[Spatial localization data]
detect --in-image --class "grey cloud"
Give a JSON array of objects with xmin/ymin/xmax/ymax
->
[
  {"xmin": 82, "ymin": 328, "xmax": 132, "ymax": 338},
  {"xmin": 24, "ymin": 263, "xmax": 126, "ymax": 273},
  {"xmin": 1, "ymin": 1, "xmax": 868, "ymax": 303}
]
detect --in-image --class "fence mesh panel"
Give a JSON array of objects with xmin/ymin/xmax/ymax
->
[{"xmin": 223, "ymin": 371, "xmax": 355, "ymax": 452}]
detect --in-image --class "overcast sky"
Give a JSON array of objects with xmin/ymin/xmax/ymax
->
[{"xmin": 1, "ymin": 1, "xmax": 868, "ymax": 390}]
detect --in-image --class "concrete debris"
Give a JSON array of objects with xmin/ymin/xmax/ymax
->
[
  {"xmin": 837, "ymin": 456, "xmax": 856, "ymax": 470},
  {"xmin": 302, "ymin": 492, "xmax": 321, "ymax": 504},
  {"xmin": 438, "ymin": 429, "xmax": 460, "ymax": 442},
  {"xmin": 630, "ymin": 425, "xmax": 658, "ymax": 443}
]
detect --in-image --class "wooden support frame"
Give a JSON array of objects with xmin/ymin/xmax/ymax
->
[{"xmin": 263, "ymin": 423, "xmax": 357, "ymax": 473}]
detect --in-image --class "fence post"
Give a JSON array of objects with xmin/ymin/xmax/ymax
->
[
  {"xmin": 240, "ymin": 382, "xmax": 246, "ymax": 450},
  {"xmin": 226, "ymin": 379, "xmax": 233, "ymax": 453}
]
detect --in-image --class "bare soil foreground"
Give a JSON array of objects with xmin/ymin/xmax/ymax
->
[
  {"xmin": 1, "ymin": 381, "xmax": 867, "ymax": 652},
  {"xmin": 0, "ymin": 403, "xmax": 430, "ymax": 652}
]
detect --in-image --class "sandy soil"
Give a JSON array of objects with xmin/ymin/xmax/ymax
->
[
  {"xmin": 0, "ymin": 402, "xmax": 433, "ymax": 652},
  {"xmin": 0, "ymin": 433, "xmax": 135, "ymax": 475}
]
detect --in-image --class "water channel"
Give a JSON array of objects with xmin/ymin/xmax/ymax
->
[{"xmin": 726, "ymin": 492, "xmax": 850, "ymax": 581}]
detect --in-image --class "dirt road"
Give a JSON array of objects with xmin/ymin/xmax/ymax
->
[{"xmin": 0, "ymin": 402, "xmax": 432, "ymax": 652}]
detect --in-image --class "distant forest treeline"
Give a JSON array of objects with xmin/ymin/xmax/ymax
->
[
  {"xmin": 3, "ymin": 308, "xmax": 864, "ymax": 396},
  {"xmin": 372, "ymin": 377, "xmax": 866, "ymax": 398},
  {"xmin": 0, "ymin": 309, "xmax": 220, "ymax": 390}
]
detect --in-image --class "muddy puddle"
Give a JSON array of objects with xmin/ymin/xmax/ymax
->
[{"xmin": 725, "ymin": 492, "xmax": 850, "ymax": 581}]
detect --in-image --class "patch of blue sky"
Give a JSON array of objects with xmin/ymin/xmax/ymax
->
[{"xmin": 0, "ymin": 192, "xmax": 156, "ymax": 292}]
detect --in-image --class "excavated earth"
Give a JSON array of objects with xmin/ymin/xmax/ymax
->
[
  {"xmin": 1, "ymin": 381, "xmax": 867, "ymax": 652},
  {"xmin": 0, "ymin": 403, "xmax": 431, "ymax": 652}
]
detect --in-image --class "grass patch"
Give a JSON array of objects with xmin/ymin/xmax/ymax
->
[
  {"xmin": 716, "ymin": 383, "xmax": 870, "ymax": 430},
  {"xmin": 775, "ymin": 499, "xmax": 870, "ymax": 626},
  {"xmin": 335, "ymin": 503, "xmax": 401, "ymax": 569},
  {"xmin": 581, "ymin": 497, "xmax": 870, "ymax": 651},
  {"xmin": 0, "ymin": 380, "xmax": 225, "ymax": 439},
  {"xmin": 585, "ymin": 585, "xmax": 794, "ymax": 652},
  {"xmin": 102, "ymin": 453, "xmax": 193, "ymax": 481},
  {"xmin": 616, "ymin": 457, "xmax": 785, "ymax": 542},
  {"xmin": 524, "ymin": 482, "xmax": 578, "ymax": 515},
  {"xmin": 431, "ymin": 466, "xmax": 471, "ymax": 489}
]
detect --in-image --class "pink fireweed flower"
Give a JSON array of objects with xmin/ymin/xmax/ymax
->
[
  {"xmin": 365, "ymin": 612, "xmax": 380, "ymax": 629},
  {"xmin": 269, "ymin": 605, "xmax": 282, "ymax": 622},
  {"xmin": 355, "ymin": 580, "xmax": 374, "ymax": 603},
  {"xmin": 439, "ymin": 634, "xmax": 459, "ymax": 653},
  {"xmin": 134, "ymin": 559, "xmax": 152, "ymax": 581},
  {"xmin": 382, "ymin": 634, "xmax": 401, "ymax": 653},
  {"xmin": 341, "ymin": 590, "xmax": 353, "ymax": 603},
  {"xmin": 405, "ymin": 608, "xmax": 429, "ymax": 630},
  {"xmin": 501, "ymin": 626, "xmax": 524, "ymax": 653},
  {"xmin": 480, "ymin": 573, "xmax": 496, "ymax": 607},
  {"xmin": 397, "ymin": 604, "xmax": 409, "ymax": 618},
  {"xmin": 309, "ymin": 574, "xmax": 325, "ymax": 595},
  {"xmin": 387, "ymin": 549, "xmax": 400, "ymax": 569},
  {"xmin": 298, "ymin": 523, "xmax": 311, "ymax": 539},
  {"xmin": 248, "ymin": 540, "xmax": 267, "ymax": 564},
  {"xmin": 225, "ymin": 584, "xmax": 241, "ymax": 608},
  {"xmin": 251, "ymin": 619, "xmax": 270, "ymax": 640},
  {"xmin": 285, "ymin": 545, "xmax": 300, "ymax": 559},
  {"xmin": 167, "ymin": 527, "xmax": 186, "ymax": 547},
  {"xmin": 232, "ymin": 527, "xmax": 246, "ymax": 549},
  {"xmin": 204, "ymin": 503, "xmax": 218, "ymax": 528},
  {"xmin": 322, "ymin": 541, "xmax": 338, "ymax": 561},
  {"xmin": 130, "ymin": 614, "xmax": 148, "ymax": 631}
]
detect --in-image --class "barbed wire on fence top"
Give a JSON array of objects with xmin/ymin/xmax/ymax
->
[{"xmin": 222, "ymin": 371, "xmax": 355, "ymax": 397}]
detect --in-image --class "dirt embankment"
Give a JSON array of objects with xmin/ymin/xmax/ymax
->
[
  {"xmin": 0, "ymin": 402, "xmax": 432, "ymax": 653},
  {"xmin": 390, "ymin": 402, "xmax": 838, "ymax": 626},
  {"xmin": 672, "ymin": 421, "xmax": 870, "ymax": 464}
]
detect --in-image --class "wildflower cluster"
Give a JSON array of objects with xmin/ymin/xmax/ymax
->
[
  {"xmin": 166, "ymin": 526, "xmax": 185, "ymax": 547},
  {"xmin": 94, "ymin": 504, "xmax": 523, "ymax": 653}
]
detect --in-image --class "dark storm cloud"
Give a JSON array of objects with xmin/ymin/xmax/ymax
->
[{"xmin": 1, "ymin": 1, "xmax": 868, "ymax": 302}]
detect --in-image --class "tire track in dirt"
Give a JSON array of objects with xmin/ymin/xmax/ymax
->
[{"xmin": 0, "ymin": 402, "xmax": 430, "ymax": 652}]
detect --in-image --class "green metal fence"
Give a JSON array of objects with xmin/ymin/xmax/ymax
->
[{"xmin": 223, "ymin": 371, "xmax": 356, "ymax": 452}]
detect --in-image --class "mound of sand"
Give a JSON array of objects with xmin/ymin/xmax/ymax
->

What to work on: Each record above, from first to last, should be written out again exactly.

Problem solution:
detect --in-image --class "grey cloud"
Give a JSON array of objects with xmin/ymin/xmax/ymax
->
[
  {"xmin": 82, "ymin": 328, "xmax": 132, "ymax": 338},
  {"xmin": 24, "ymin": 263, "xmax": 126, "ymax": 273},
  {"xmin": 1, "ymin": 1, "xmax": 868, "ymax": 303}
]
detect --in-image --class "fence mesh panel"
Give a JSON array of objects with xmin/ymin/xmax/ymax
->
[{"xmin": 223, "ymin": 371, "xmax": 355, "ymax": 452}]
detect --in-image --class "overcast sky"
Give a JSON array of objects with xmin/ymin/xmax/ymax
->
[{"xmin": 1, "ymin": 1, "xmax": 868, "ymax": 390}]
detect --in-image --class "concrete debris"
Give a JSON array of objects with xmin/ymin/xmax/ymax
->
[
  {"xmin": 837, "ymin": 456, "xmax": 856, "ymax": 470},
  {"xmin": 302, "ymin": 492, "xmax": 321, "ymax": 504},
  {"xmin": 438, "ymin": 429, "xmax": 460, "ymax": 442},
  {"xmin": 630, "ymin": 425, "xmax": 658, "ymax": 443}
]
detect --in-image --class "wooden support frame"
Give a JSON array of objects with xmin/ymin/xmax/ymax
->
[{"xmin": 263, "ymin": 423, "xmax": 357, "ymax": 473}]
detect --in-image --class "fence post"
Give a JSON array of objects with xmin/ymin/xmax/ymax
->
[
  {"xmin": 240, "ymin": 382, "xmax": 246, "ymax": 450},
  {"xmin": 226, "ymin": 379, "xmax": 233, "ymax": 453}
]
detect --in-image --class "bare soil foreground"
Give a JSON array of objects with xmin/ymin/xmax/ymax
->
[
  {"xmin": 1, "ymin": 381, "xmax": 867, "ymax": 652},
  {"xmin": 0, "ymin": 403, "xmax": 430, "ymax": 652}
]
detect --in-image --class "sandy soil"
Give a JSON array of objects with xmin/ymin/xmax/ymax
->
[
  {"xmin": 0, "ymin": 402, "xmax": 433, "ymax": 652},
  {"xmin": 0, "ymin": 433, "xmax": 135, "ymax": 475}
]
detect --in-image --class "water channel"
Give a JSON array of objects with xmin/ymin/xmax/ymax
->
[{"xmin": 726, "ymin": 492, "xmax": 850, "ymax": 581}]
detect --in-image --class "dirt road"
Give a JSON array of objects with xmin/ymin/xmax/ymax
->
[{"xmin": 0, "ymin": 402, "xmax": 432, "ymax": 652}]
detect --in-image --class "distant forest treeline"
Give a JSON array of objects with xmin/ymin/xmax/ymax
->
[
  {"xmin": 3, "ymin": 308, "xmax": 864, "ymax": 396},
  {"xmin": 372, "ymin": 377, "xmax": 866, "ymax": 398},
  {"xmin": 0, "ymin": 309, "xmax": 220, "ymax": 390}
]
detect --in-image --class "muddy puddle"
Give a JSON array of objects with xmin/ymin/xmax/ymax
->
[{"xmin": 725, "ymin": 492, "xmax": 850, "ymax": 581}]
detect --in-image --class "patch of blue sky"
Give a JSON array of objects with xmin/ymin/xmax/ymax
->
[{"xmin": 0, "ymin": 192, "xmax": 156, "ymax": 292}]
detect --in-image --class "excavated earth"
Give a JSON array of objects with xmin/ymin/xmax/ymax
->
[
  {"xmin": 1, "ymin": 381, "xmax": 867, "ymax": 652},
  {"xmin": 0, "ymin": 403, "xmax": 431, "ymax": 652}
]
detect --in-image --class "grass patch"
Give a JSON array of objects with xmin/ymin/xmax/ymax
->
[
  {"xmin": 716, "ymin": 383, "xmax": 870, "ymax": 430},
  {"xmin": 775, "ymin": 499, "xmax": 870, "ymax": 626},
  {"xmin": 335, "ymin": 503, "xmax": 401, "ymax": 569},
  {"xmin": 581, "ymin": 497, "xmax": 870, "ymax": 651},
  {"xmin": 0, "ymin": 380, "xmax": 225, "ymax": 439},
  {"xmin": 585, "ymin": 585, "xmax": 794, "ymax": 652},
  {"xmin": 102, "ymin": 453, "xmax": 193, "ymax": 481},
  {"xmin": 616, "ymin": 457, "xmax": 785, "ymax": 542},
  {"xmin": 524, "ymin": 482, "xmax": 578, "ymax": 515},
  {"xmin": 431, "ymin": 466, "xmax": 471, "ymax": 489}
]
detect --in-image --class "pink fireweed flower"
Give a JSON array of objects with xmin/ymin/xmax/ymax
->
[
  {"xmin": 365, "ymin": 612, "xmax": 380, "ymax": 629},
  {"xmin": 269, "ymin": 605, "xmax": 282, "ymax": 622},
  {"xmin": 355, "ymin": 580, "xmax": 374, "ymax": 603},
  {"xmin": 439, "ymin": 634, "xmax": 459, "ymax": 653},
  {"xmin": 134, "ymin": 559, "xmax": 152, "ymax": 581},
  {"xmin": 382, "ymin": 634, "xmax": 401, "ymax": 653},
  {"xmin": 341, "ymin": 590, "xmax": 353, "ymax": 603},
  {"xmin": 405, "ymin": 608, "xmax": 429, "ymax": 630},
  {"xmin": 501, "ymin": 626, "xmax": 524, "ymax": 653},
  {"xmin": 480, "ymin": 573, "xmax": 496, "ymax": 607},
  {"xmin": 397, "ymin": 604, "xmax": 409, "ymax": 618},
  {"xmin": 309, "ymin": 574, "xmax": 325, "ymax": 595},
  {"xmin": 387, "ymin": 549, "xmax": 400, "ymax": 569},
  {"xmin": 298, "ymin": 523, "xmax": 311, "ymax": 539},
  {"xmin": 248, "ymin": 540, "xmax": 267, "ymax": 564},
  {"xmin": 225, "ymin": 584, "xmax": 241, "ymax": 608},
  {"xmin": 251, "ymin": 619, "xmax": 270, "ymax": 640},
  {"xmin": 285, "ymin": 545, "xmax": 300, "ymax": 559},
  {"xmin": 167, "ymin": 527, "xmax": 186, "ymax": 547},
  {"xmin": 232, "ymin": 527, "xmax": 246, "ymax": 549},
  {"xmin": 204, "ymin": 503, "xmax": 218, "ymax": 528},
  {"xmin": 322, "ymin": 541, "xmax": 338, "ymax": 561},
  {"xmin": 130, "ymin": 614, "xmax": 148, "ymax": 631}
]
detect --in-image --class "barbed wire on fence top"
Give a JSON array of objects with xmin/ymin/xmax/ymax
->
[{"xmin": 222, "ymin": 371, "xmax": 355, "ymax": 397}]
detect --in-image --class "dirt embankment"
Give a JSON array of objects with xmin/ymin/xmax/ymax
->
[
  {"xmin": 0, "ymin": 402, "xmax": 432, "ymax": 653},
  {"xmin": 390, "ymin": 402, "xmax": 838, "ymax": 626},
  {"xmin": 672, "ymin": 421, "xmax": 870, "ymax": 464}
]
detect --in-image --class "wildflower cluster"
Give a JSON array of objects with xmin/ymin/xmax/ymax
->
[
  {"xmin": 166, "ymin": 526, "xmax": 185, "ymax": 547},
  {"xmin": 94, "ymin": 504, "xmax": 523, "ymax": 653}
]
detect --in-image --class "dark storm cloud"
Give a JSON array of objects with xmin/ymin/xmax/ymax
->
[{"xmin": 1, "ymin": 1, "xmax": 868, "ymax": 302}]
detect --in-image --class "tire track in dirt"
Give a JSON array of objects with xmin/ymin/xmax/ymax
->
[{"xmin": 0, "ymin": 402, "xmax": 430, "ymax": 652}]
detect --in-image --class "green metal fence"
Give a JSON array of objects with xmin/ymin/xmax/ymax
->
[{"xmin": 223, "ymin": 371, "xmax": 356, "ymax": 452}]
detect --in-image --class "mound of sand"
Give a JSON array of objects with xmin/ymin/xmax/ymax
->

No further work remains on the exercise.